• [Task details]
Leave every picture out and write out the records below exactly.

• [Provided information]

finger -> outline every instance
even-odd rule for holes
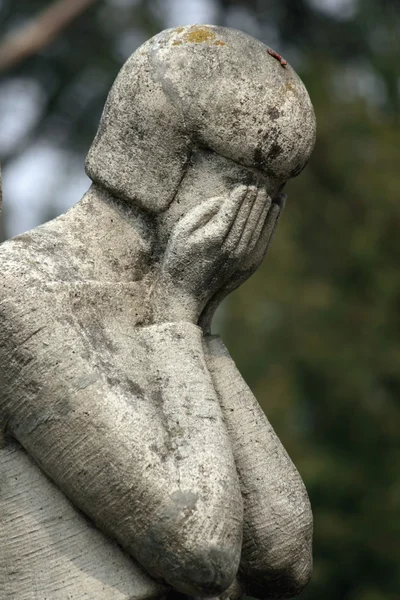
[[[254,238],[255,240],[258,240],[258,238],[260,237],[270,206],[271,198],[267,195],[266,191],[258,190],[257,198],[252,206],[249,217],[243,229],[241,238],[239,240],[239,244],[237,247],[237,251],[239,254],[241,252],[251,252],[252,248],[255,245],[255,242],[252,244],[252,240]]]
[[[232,219],[230,223],[227,223],[228,226],[225,228],[222,245],[226,249],[232,250],[238,245],[256,198],[257,188],[255,186],[249,186],[246,190],[242,204],[236,212],[235,218]]]
[[[219,210],[207,223],[207,227],[200,230],[202,235],[208,239],[214,239],[222,245],[232,228],[232,224],[235,223],[238,213],[242,210],[247,195],[248,187],[239,185],[224,201],[221,202],[221,199],[219,199]]]
[[[286,195],[281,194],[281,196],[275,199],[271,204],[262,231],[259,235],[259,238],[254,246],[254,250],[252,253],[252,260],[257,265],[262,261],[262,259],[268,251],[268,248],[271,245],[271,241],[277,228],[279,218],[282,214],[283,207],[285,206],[285,200]]]
[[[188,236],[197,229],[204,227],[219,211],[222,198],[209,198],[190,210],[175,227],[176,236]]]

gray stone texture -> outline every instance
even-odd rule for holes
[[[288,598],[310,577],[304,485],[210,331],[314,145],[267,50],[213,26],[146,42],[87,194],[0,246],[1,598]]]

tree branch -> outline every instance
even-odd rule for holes
[[[57,0],[0,45],[0,72],[39,52],[96,0]]]

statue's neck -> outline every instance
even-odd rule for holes
[[[87,260],[95,262],[96,279],[133,282],[151,276],[156,228],[144,211],[92,185],[67,218]]]

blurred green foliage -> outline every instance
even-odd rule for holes
[[[332,4],[216,1],[216,23],[290,60],[318,122],[268,258],[228,299],[222,333],[311,496],[315,569],[302,598],[398,600],[400,4]],[[45,5],[3,0],[0,21],[9,29]],[[84,153],[126,49],[164,28],[167,5],[99,2],[9,72],[44,99],[2,160],[38,136]]]

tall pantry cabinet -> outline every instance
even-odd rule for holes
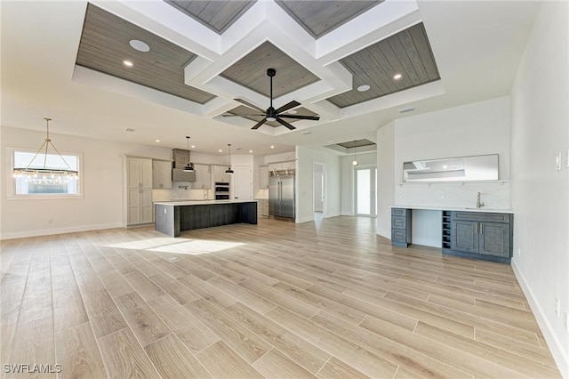
[[[124,157],[126,226],[152,223],[152,159]]]

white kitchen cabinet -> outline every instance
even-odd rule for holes
[[[126,158],[126,185],[128,188],[152,188],[152,159]]]
[[[228,169],[226,165],[212,165],[213,167],[213,181],[214,182],[231,182],[231,175],[225,173]]]
[[[152,222],[152,159],[127,157],[124,161],[125,226]]]
[[[268,188],[268,166],[259,166],[259,189],[266,190]]]
[[[152,161],[152,188],[172,189],[172,162]]]
[[[296,161],[271,163],[268,165],[268,171],[279,170],[294,170],[296,168]]]
[[[192,183],[194,190],[209,190],[212,188],[212,166],[210,165],[194,164],[196,181]]]
[[[128,189],[127,225],[152,222],[152,190]]]

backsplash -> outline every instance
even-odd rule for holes
[[[188,190],[181,187],[186,187]],[[191,183],[177,182],[172,183],[172,190],[153,190],[153,201],[168,201],[168,200],[204,200],[214,199],[215,196],[212,190],[191,190]]]
[[[476,207],[477,193],[484,208],[509,209],[509,181],[441,181],[399,183],[395,186],[396,206]]]

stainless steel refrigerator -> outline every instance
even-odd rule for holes
[[[271,172],[268,176],[268,214],[294,218],[294,173]]]

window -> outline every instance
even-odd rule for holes
[[[10,198],[60,198],[81,197],[81,155],[9,148],[11,155]],[[16,173],[14,169],[22,169]],[[77,172],[69,174],[69,172]]]

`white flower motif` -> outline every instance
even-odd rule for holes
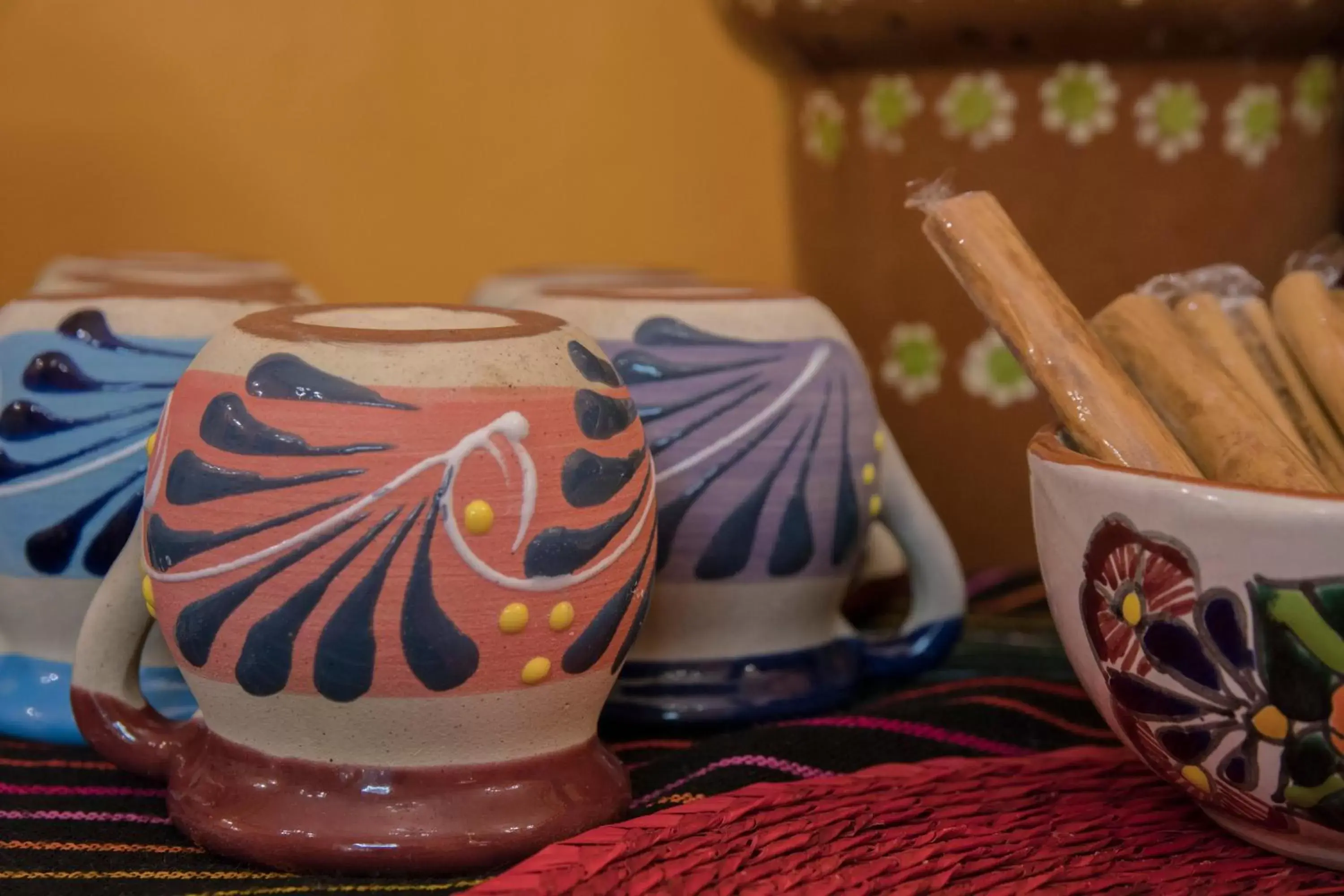
[[[907,404],[938,391],[942,384],[942,345],[929,324],[896,324],[887,334],[882,382],[900,392]]]
[[[1134,103],[1134,118],[1138,145],[1152,148],[1159,159],[1172,163],[1203,145],[1208,106],[1192,82],[1159,81]]]
[[[813,90],[802,101],[802,149],[823,165],[833,165],[844,149],[844,106],[829,90]]]
[[[1318,134],[1335,110],[1337,86],[1335,60],[1312,56],[1293,81],[1293,120],[1309,134]]]
[[[874,78],[860,106],[863,140],[874,149],[898,153],[906,146],[900,132],[923,111],[923,98],[907,75]]]
[[[1012,137],[1016,109],[1017,97],[997,71],[957,75],[938,98],[943,136],[966,137],[973,149],[986,149]]]
[[[1116,101],[1120,87],[1106,66],[1066,62],[1055,77],[1040,85],[1040,121],[1046,130],[1063,133],[1075,146],[1091,142],[1097,134],[1116,128]]]
[[[995,407],[1008,407],[1036,398],[1036,384],[992,329],[966,347],[966,355],[961,359],[961,384],[969,394],[986,399]]]
[[[757,13],[762,19],[769,19],[774,15],[774,8],[780,5],[780,0],[741,0],[742,5]]]
[[[1282,118],[1278,87],[1246,85],[1223,110],[1223,149],[1250,168],[1259,168],[1279,144]]]

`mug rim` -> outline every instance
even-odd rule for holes
[[[1036,434],[1031,437],[1027,443],[1027,455],[1044,461],[1047,463],[1059,463],[1063,466],[1086,466],[1093,470],[1102,470],[1105,473],[1114,473],[1117,476],[1128,476],[1148,480],[1160,480],[1165,482],[1173,482],[1177,485],[1198,485],[1204,489],[1222,489],[1227,492],[1242,492],[1250,494],[1266,494],[1274,497],[1288,497],[1288,498],[1306,498],[1310,501],[1321,501],[1325,504],[1341,504],[1344,502],[1344,494],[1335,494],[1331,492],[1294,492],[1292,489],[1270,489],[1259,485],[1243,485],[1241,482],[1219,482],[1216,480],[1202,480],[1193,476],[1181,476],[1179,473],[1159,473],[1156,470],[1140,470],[1132,466],[1117,466],[1114,463],[1105,463],[1094,457],[1089,457],[1081,451],[1064,445],[1060,438],[1060,427],[1058,423],[1047,423],[1036,430]]]
[[[386,310],[410,308],[449,314],[493,314],[512,321],[501,326],[376,329],[308,324],[300,317],[337,310]],[[285,343],[364,343],[375,345],[414,345],[425,343],[485,343],[552,333],[564,321],[542,312],[480,305],[425,305],[419,302],[364,302],[353,305],[281,305],[254,312],[234,321],[234,328],[251,336]]]
[[[728,302],[728,301],[796,301],[810,298],[793,289],[771,289],[751,283],[680,283],[641,286],[550,286],[542,290],[546,298],[597,298],[661,302]]]
[[[656,274],[659,277],[696,275],[696,273],[689,267],[663,267],[659,265],[526,265],[523,267],[509,267],[508,270],[495,274],[495,277],[605,277],[609,274]]]

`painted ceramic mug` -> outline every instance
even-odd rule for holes
[[[167,776],[202,845],[282,868],[489,866],[621,814],[597,717],[656,514],[648,463],[587,463],[644,446],[606,368],[532,312],[292,308],[216,336],[83,625],[89,742]],[[191,723],[125,680],[146,599]]]
[[[1344,868],[1344,500],[1106,466],[1043,430],[1050,611],[1111,729],[1210,818]]]
[[[70,664],[140,512],[145,442],[206,339],[270,306],[94,294],[0,309],[0,733],[81,743]],[[161,638],[141,674],[165,713],[195,709]]]
[[[609,703],[646,721],[813,712],[863,672],[938,662],[965,583],[876,414],[868,375],[817,300],[728,286],[551,290],[524,304],[597,336],[638,406],[657,473],[656,591]],[[642,454],[589,465],[628,477]],[[871,521],[902,543],[913,606],[859,637],[840,613]]]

• [Output]
finger -> outline every instance
even-odd rule for holes
[[[254,238],[255,240],[258,240],[258,238],[260,237],[270,206],[271,198],[267,195],[266,191],[258,190],[257,198],[252,206],[249,217],[243,229],[241,238],[239,240],[239,244],[237,247],[237,251],[239,254],[241,252],[251,252],[252,248],[255,245],[255,242],[252,244],[252,240]]]
[[[232,219],[230,223],[227,223],[228,226],[225,228],[222,245],[226,249],[232,250],[238,245],[256,198],[257,188],[255,186],[249,186],[246,190],[242,204],[236,212],[235,218]]]
[[[219,210],[207,223],[207,227],[200,230],[202,235],[208,239],[214,239],[222,245],[232,228],[232,224],[235,223],[238,213],[242,210],[247,195],[248,187],[239,185],[224,201],[221,202],[221,199],[219,199]]]
[[[286,195],[281,194],[281,196],[275,199],[271,204],[262,231],[259,235],[259,238],[254,246],[254,250],[252,253],[252,260],[257,265],[262,261],[262,259],[268,251],[268,248],[271,245],[271,241],[277,228],[279,218],[282,214],[283,207],[285,206],[285,200]]]
[[[188,236],[197,229],[204,227],[219,211],[222,198],[209,198],[190,210],[175,227],[176,236]]]

gray stone texture -> outline every instance
even-odd rule for holes
[[[288,598],[310,577],[304,485],[210,331],[314,145],[267,50],[213,26],[146,42],[87,194],[0,246],[1,598]]]

tree branch -> outline every instance
even-odd rule for holes
[[[57,0],[0,45],[0,72],[39,52],[96,0]]]

statue's neck -> outline every instance
even-odd rule for holes
[[[87,260],[95,262],[96,279],[133,282],[151,276],[156,228],[144,211],[92,185],[67,218]]]

blurred green foliage -> outline every instance
even-odd rule for holes
[[[332,4],[216,1],[216,23],[290,60],[318,122],[268,258],[228,299],[222,333],[311,496],[315,569],[302,598],[398,600],[400,4]],[[45,5],[3,0],[0,21],[9,29]],[[84,153],[126,49],[164,28],[167,5],[99,2],[9,72],[44,99],[2,160],[38,136]]]

tall pantry cabinet -> outline every instance
even-odd rule for holes
[[[124,157],[126,226],[152,223],[152,159]]]

white kitchen cabinet -> outline every instance
even-odd rule for holes
[[[126,158],[126,185],[128,188],[152,188],[152,159]]]
[[[228,169],[226,165],[212,165],[213,167],[213,181],[214,182],[231,182],[231,175],[225,173]]]
[[[152,222],[152,159],[127,157],[124,161],[125,226]]]
[[[268,188],[268,166],[259,166],[259,189],[266,190]]]
[[[152,161],[152,188],[172,189],[172,162]]]
[[[296,161],[271,163],[268,165],[268,171],[279,170],[294,170],[296,168]]]
[[[192,183],[194,190],[209,190],[212,188],[212,166],[210,165],[194,164],[196,181]]]
[[[128,189],[127,225],[152,222],[152,190]]]

backsplash -> outline every instance
even-odd rule for holes
[[[188,190],[181,187],[186,187]],[[191,183],[177,182],[172,183],[172,190],[153,190],[153,201],[168,201],[168,200],[204,200],[214,199],[215,196],[212,190],[191,190]]]
[[[476,207],[477,193],[484,208],[509,209],[509,181],[441,181],[399,183],[395,186],[396,206]]]

stainless steel refrigerator -> outline every instance
even-odd rule for holes
[[[271,172],[268,176],[268,214],[294,218],[294,173]]]

window -> outline every instance
even-odd rule for holes
[[[10,198],[60,198],[81,197],[81,155],[9,148],[11,155]],[[16,173],[14,169],[22,169]],[[77,172],[69,174],[69,172]]]

`white flower motif` -> outline every instance
even-odd rule for holes
[[[907,404],[938,391],[942,384],[942,345],[929,324],[896,324],[887,334],[882,382],[900,392]]]
[[[1134,103],[1134,118],[1138,145],[1152,148],[1159,159],[1172,163],[1203,145],[1208,106],[1192,82],[1159,81]]]
[[[813,90],[802,101],[802,149],[823,165],[833,165],[844,149],[844,106],[829,90]]]
[[[1318,134],[1335,110],[1337,86],[1335,60],[1312,56],[1293,81],[1293,120],[1309,134]]]
[[[874,78],[860,106],[863,140],[874,149],[898,153],[906,146],[900,132],[923,111],[923,98],[907,75]]]
[[[1012,137],[1016,109],[1017,97],[997,71],[957,75],[938,98],[943,136],[966,137],[973,149],[986,149]]]
[[[1116,101],[1120,87],[1106,66],[1066,62],[1055,77],[1040,85],[1040,121],[1046,130],[1063,133],[1075,146],[1091,142],[1097,134],[1116,128]]]
[[[995,407],[1008,407],[1036,398],[1036,384],[992,329],[966,347],[966,355],[961,359],[961,384],[969,394],[986,399]]]
[[[757,13],[762,19],[769,19],[774,15],[774,8],[780,5],[780,0],[741,0],[742,5]]]
[[[1282,118],[1278,87],[1246,85],[1223,110],[1223,149],[1250,168],[1259,168],[1279,144]]]

`mug rim` -> outline every instance
even-odd rule for holes
[[[1036,434],[1031,437],[1027,443],[1027,455],[1044,461],[1047,463],[1059,463],[1063,466],[1086,466],[1093,470],[1102,470],[1105,473],[1114,473],[1117,476],[1128,476],[1148,480],[1160,480],[1165,482],[1173,482],[1177,485],[1198,485],[1204,489],[1222,489],[1227,492],[1242,492],[1250,494],[1266,494],[1274,497],[1288,497],[1288,498],[1306,498],[1310,501],[1321,501],[1325,504],[1341,504],[1344,502],[1344,494],[1335,494],[1331,492],[1294,492],[1292,489],[1270,489],[1259,485],[1243,485],[1241,482],[1219,482],[1216,480],[1202,480],[1193,476],[1181,476],[1179,473],[1159,473],[1156,470],[1140,470],[1132,466],[1117,466],[1114,463],[1105,463],[1094,457],[1089,457],[1081,451],[1064,445],[1060,438],[1060,427],[1058,423],[1047,423],[1036,430]]]
[[[386,310],[410,308],[449,314],[493,314],[512,321],[501,326],[376,329],[308,324],[300,317],[337,310]],[[285,343],[364,343],[375,345],[414,345],[425,343],[485,343],[552,333],[564,321],[542,312],[480,305],[425,305],[419,302],[364,302],[353,305],[281,305],[254,312],[234,321],[234,328],[251,336]]]
[[[728,302],[728,301],[796,301],[810,298],[793,289],[771,289],[751,283],[680,283],[641,286],[550,286],[542,290],[546,298],[597,298],[661,302]]]
[[[656,274],[659,277],[696,275],[696,273],[689,267],[663,267],[659,265],[526,265],[523,267],[509,267],[508,270],[495,274],[495,277],[605,277],[609,274]]]

`painted ceramic mug` -> outline every instance
even-odd rule for holes
[[[167,776],[202,845],[282,868],[489,866],[621,814],[597,717],[656,514],[648,463],[587,463],[644,446],[606,368],[532,312],[292,308],[216,336],[83,625],[89,742]],[[191,723],[125,680],[146,599]]]
[[[1344,868],[1344,500],[1106,466],[1043,430],[1050,611],[1111,729],[1210,818]]]
[[[70,664],[140,512],[145,442],[206,339],[270,306],[94,294],[0,309],[0,733],[81,743]],[[161,638],[141,674],[165,713],[195,709]]]
[[[609,703],[646,721],[813,712],[863,672],[938,662],[965,583],[876,414],[868,375],[817,300],[728,286],[551,290],[524,304],[597,336],[638,406],[657,473],[656,591]],[[642,454],[589,465],[628,477]],[[871,521],[902,543],[913,606],[859,637],[840,613]]]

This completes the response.